[Lines of data]
* BEGIN *

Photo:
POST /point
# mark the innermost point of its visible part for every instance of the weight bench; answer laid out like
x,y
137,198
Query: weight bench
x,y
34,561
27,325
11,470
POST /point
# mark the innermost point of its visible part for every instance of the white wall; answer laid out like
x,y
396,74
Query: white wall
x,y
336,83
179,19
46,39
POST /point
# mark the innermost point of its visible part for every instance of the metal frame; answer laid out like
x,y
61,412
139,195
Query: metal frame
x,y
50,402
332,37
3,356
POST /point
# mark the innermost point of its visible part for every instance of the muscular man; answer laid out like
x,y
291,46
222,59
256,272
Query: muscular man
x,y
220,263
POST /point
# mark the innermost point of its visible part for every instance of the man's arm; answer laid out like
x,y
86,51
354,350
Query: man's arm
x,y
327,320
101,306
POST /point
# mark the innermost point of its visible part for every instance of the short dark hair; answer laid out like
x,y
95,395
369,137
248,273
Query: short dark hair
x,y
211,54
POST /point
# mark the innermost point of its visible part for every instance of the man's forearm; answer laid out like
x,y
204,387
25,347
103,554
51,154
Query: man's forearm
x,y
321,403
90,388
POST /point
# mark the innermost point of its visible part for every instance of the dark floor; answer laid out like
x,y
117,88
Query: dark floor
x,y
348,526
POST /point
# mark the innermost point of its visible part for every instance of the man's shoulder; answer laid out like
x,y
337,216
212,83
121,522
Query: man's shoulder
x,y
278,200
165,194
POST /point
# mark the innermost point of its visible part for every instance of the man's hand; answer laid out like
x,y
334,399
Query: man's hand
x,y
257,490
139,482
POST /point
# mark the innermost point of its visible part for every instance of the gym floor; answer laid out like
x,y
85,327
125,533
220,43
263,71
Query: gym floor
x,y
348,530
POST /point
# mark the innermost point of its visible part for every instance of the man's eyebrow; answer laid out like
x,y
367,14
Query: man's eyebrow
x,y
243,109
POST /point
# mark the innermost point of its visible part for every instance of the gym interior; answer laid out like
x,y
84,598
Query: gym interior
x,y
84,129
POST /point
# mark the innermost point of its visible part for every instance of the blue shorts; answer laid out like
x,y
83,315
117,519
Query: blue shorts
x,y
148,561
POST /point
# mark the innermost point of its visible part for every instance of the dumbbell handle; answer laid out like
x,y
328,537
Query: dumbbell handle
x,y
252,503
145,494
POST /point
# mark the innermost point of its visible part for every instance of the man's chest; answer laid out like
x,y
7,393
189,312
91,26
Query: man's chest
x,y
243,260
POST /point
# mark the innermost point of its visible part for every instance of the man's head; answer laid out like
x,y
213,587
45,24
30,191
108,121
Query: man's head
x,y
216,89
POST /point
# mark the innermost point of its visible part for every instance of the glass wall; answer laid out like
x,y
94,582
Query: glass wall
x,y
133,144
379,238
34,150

* END *

Exercise objective: Copy out all the entries shown above, character for character.

Solution for this exercise:
Photo:
POST /point
# mark the innermost point of its visible part for every instance of the weight bench; answer laid out like
x,y
137,198
Query: weight bench
x,y
34,561
27,325
11,470
POST /point
# mark the innermost point of its visible part for every instance of the white wall; answer laid out like
x,y
396,74
Query: white wall
x,y
336,83
179,19
46,39
POST /point
# mark the innermost point of its visible part for every instance of the metal frame; answer laid out like
x,y
61,412
139,195
Query: metal frame
x,y
50,402
332,37
3,356
POST /point
# mark the innermost point of its visible part for every instance of the muscular man; answer laid out like
x,y
291,46
222,59
256,272
Query: muscular man
x,y
220,263
POST /point
# mark the innermost point of its visible part for every instance of the man's arm; answer laid out like
x,y
86,51
354,350
Query: man's arm
x,y
327,320
101,306
POST /point
# mark the innermost point of its visible part for every instance of the short dark hair; answer laid out like
x,y
95,395
369,137
248,273
Query: short dark hair
x,y
211,54
POST /point
# mark the innermost point of its visible part for every instance of the man's forearm; answer laid out like
x,y
204,387
25,347
103,554
51,154
Query: man's forearm
x,y
321,403
90,388
POST /point
# mark the innermost point of its visible part for every instance of the dark floor; answer laid out like
x,y
117,88
Query: dark floor
x,y
348,526
POST /point
# mark the innermost point of its visible part for every instance of the man's shoulder; answer laid out like
x,y
337,216
212,83
121,522
Query: man's shoulder
x,y
278,200
165,194
POST /point
# mark the innermost point of its visible part for every instance of the man's hand; answer laid out like
x,y
334,399
Query: man's hand
x,y
257,490
139,482
POST /point
# mark the innermost point of its visible part for every instance of the gym floor; answer laid out like
x,y
85,327
125,533
220,43
263,71
Query: gym floor
x,y
348,530
POST /point
# mark the innermost point of its visible part for every instance of the man's eyebrow; answer laid out like
x,y
367,14
Query: man's eyebrow
x,y
243,109
POST /point
# mark the innermost point of its visible part for every instance of the gym interior; answer laid out like
x,y
84,598
Query: gym interior
x,y
84,129
POST /point
# mark the innermost point of its visible part for every instance of the blue shorts; answer laid out like
x,y
83,315
117,519
Query: blue shorts
x,y
148,561
POST /point
# mark the innermost point of its visible part for every instance of the dumbbell handle; answer laid out like
x,y
328,537
Query: dumbbell handle
x,y
252,503
145,494
POST /point
# mark the innermost point of its visible part for every instance of the man's chest; answer laid out like
x,y
7,393
189,312
91,26
Query: man's chest
x,y
243,260
POST /point
# mark the innermost point of its visible part for every instance of the man's head; answer laid out like
x,y
213,587
45,24
30,191
108,121
Query: man's head
x,y
216,89
POST /point
# mark the innermost point of its visible part for every instance of the glass wall; answer laid out like
x,y
94,582
Query: glass wall
x,y
133,144
379,238
34,150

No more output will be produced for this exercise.